Fisco, per la riforma possibile obiettivo di 11 miliardi
Alla riforma del Fisco potrebbero andare fino a 11 miliardi tra fondi nuovi e risorse già stanziate. Ammortizzatori e welfare candidati a 6 miliardi, ma resta l'incognita pensioni
di Marco Rogari e Gianni Trovati
I punti chiave
3' di lettura
La riforma fiscale prova a prenotare quasi la metà dei 22 miliardi offerti alla legge di bilancio dall’effetto-crescita. In lista premono poi gli interventi per estendere gli ammortizzatori sociali e il welfare dopo la fase emergenziale, i nuovi fondi per il rafforzamento del sistema sanitario e gli incentivi agli investimenti privati.
Fissata nella Nota di aggiornamento al Def approvata mercoledì 29 settembre la cornice della manovra, ora il governo deve passare ai numeri. Finora il lavorio, intenso, si è sviluppato solo sul piano tecnico: perché il confronto politico fra le agende, molto diverse, dei partiti che compongono la maggioranza entrerà nel vivo solo la prossima settimana, una volta archiviato il primo turno delle amministrative in oltre 1.300 Comuni.
Su tutto l’impianto pesa una grossa incognita: legata alle pensioni, che con il 31 dicembre vedono tramontare Quota 100 prospettando uno scalone che ha bisogno di fondi per essere smussato.
Priorità agli interventi per la crescita
Il criterio con cui saranno selezionate le priorità è stato chiarito in modo esplicito dal premier Mario Draghi: sì alle misure che alimentino una crescita «equa, sostenibile e duratura», no agli interventi che non rispondono a questo requisito.

> [Dati estratti]:
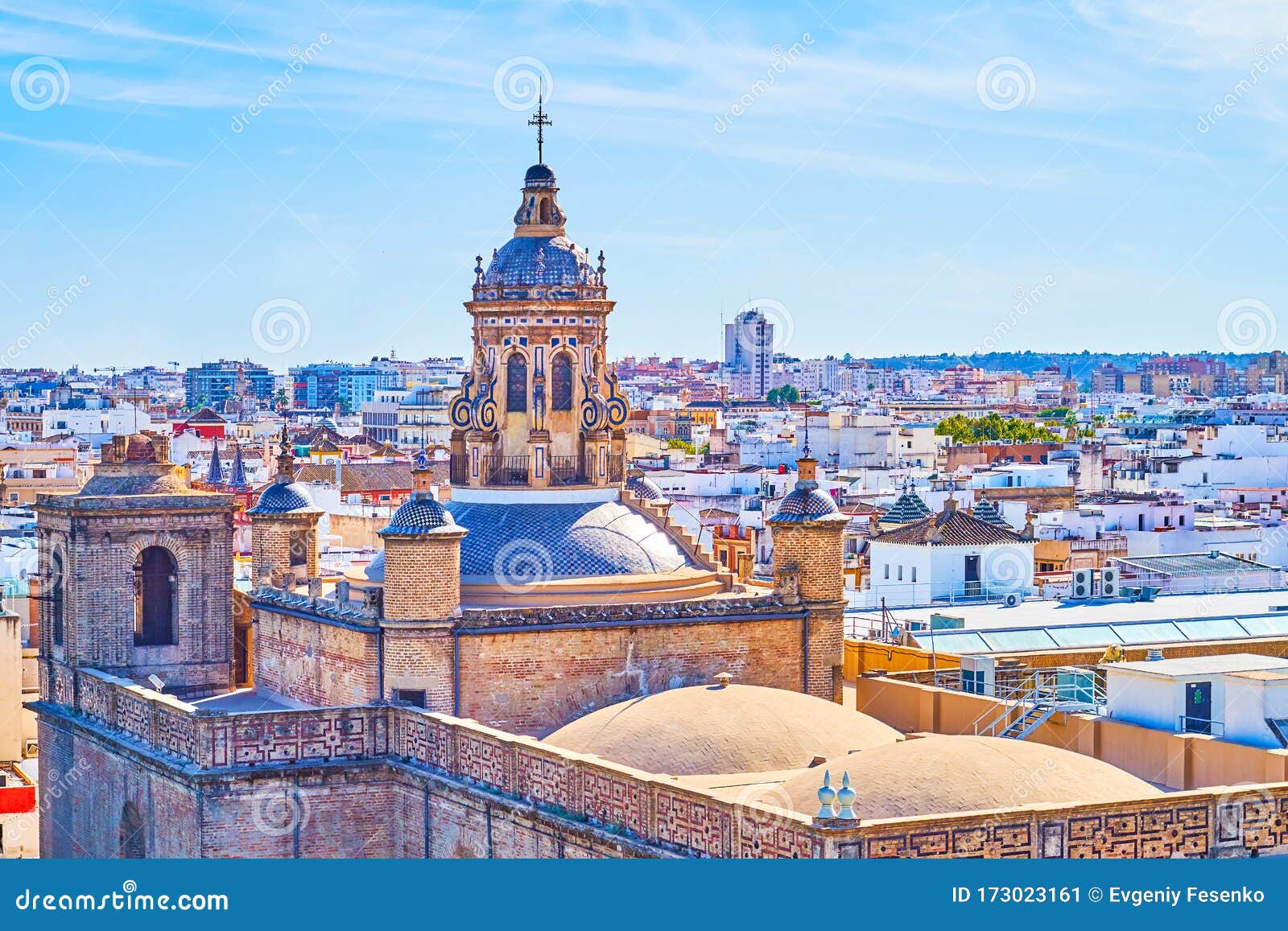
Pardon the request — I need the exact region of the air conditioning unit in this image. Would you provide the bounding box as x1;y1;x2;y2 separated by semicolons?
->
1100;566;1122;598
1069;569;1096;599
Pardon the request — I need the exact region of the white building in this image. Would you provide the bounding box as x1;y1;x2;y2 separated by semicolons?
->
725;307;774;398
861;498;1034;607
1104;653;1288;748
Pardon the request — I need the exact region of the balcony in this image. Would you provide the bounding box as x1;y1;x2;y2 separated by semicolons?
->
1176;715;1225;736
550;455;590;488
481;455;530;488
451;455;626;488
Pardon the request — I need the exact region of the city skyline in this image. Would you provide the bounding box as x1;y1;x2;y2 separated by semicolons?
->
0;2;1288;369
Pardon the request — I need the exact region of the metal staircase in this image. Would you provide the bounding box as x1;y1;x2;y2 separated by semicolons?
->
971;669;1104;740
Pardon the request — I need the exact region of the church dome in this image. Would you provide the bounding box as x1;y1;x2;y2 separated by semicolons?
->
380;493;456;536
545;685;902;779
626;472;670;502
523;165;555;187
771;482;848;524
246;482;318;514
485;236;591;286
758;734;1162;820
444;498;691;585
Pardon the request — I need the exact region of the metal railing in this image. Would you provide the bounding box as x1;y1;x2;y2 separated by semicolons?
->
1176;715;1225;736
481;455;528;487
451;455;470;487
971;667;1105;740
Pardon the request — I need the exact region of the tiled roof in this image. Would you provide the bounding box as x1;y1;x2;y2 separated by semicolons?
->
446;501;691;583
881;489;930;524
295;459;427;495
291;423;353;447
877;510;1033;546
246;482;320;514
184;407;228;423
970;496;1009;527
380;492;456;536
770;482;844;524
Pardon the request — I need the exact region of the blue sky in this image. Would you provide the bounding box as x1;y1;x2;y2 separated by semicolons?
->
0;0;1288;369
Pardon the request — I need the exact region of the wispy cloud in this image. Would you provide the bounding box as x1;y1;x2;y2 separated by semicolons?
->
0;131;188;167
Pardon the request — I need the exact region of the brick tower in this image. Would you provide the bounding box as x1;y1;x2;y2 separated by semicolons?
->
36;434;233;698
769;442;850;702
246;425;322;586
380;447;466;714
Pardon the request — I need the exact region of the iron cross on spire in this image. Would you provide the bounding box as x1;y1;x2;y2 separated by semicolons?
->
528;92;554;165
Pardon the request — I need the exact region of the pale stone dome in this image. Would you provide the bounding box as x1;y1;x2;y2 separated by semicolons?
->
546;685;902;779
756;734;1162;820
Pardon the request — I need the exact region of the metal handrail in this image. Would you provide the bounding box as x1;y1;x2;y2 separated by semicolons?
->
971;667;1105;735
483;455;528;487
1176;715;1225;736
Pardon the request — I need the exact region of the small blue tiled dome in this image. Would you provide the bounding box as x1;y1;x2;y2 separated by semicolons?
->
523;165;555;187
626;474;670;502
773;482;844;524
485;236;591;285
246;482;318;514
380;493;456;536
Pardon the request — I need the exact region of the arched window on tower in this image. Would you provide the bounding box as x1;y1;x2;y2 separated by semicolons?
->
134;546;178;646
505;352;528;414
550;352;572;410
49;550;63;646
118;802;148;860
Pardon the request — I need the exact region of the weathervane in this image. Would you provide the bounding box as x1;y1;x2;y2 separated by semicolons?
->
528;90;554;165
---
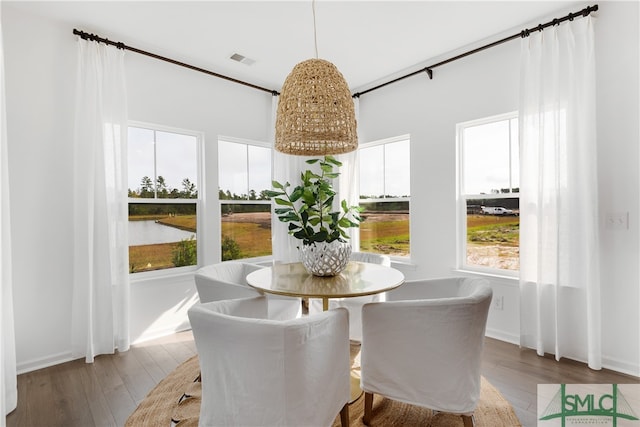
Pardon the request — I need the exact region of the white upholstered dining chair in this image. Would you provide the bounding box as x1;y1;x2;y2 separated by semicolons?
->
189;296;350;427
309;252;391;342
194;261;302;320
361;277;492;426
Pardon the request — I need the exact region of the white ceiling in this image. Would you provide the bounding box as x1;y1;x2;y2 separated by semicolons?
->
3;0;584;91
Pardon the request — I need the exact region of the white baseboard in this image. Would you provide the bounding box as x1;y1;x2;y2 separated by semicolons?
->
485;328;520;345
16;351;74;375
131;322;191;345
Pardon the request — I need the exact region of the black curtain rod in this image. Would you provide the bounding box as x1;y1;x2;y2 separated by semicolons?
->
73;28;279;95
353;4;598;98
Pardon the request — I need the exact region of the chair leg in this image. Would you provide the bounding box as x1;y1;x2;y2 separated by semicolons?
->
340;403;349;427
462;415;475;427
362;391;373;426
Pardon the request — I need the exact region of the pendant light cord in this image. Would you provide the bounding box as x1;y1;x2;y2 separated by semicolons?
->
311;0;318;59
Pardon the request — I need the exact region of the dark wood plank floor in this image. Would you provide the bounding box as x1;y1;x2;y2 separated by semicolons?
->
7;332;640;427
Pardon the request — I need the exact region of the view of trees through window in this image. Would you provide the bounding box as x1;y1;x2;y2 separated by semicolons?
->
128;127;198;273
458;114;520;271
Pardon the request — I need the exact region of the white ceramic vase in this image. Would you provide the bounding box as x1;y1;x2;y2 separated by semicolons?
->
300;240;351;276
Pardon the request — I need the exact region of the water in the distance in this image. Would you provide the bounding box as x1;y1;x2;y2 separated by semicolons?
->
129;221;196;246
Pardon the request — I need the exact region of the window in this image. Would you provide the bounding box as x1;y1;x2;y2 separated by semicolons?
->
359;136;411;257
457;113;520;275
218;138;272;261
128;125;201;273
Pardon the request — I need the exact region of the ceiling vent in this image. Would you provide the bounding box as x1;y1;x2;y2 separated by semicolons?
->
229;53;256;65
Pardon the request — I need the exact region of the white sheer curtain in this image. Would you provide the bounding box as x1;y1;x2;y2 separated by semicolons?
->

> [Cosa fare]:
1. Stabilisci se queste affermazioni concordano con l'articolo sulla riforma fiscale, rispondendo sì o no e citando le parole decisive del testo: (a) La Nota di aggiornamento al Def è stata approvata mercoledì 29 settembre. (b) Il confronto politico tra i partiti della maggioranza è già entrato nel vivo. (c) Quota 100 resterà in vigore anche dopo il 31 dicembre.
2. Ricopia il passo dell'articolo sulla riforma fiscale che inizia con «Priorità agli interventi» e termina con «a questo requisito.».

> [Esercizio svolto]:
1.
(a) Sì: «Nota di aggiornamento al Def approvata mercoledì 29 settembre».
(b) No: «entrerà nel vivo solo la prossima settimana».
(c) No: «con il 31 dicembre vedono tramontare Quota 100».

2.
Priorità agli interventi per la crescita
Il criterio con cui saranno selezionate le priorità è stato chiarito in modo esplicito dal premier Mario Draghi: sì alle misure che alimentino una crescita «equa, sostenibile e duratura», no agli interventi che non rispondono a questo requisito.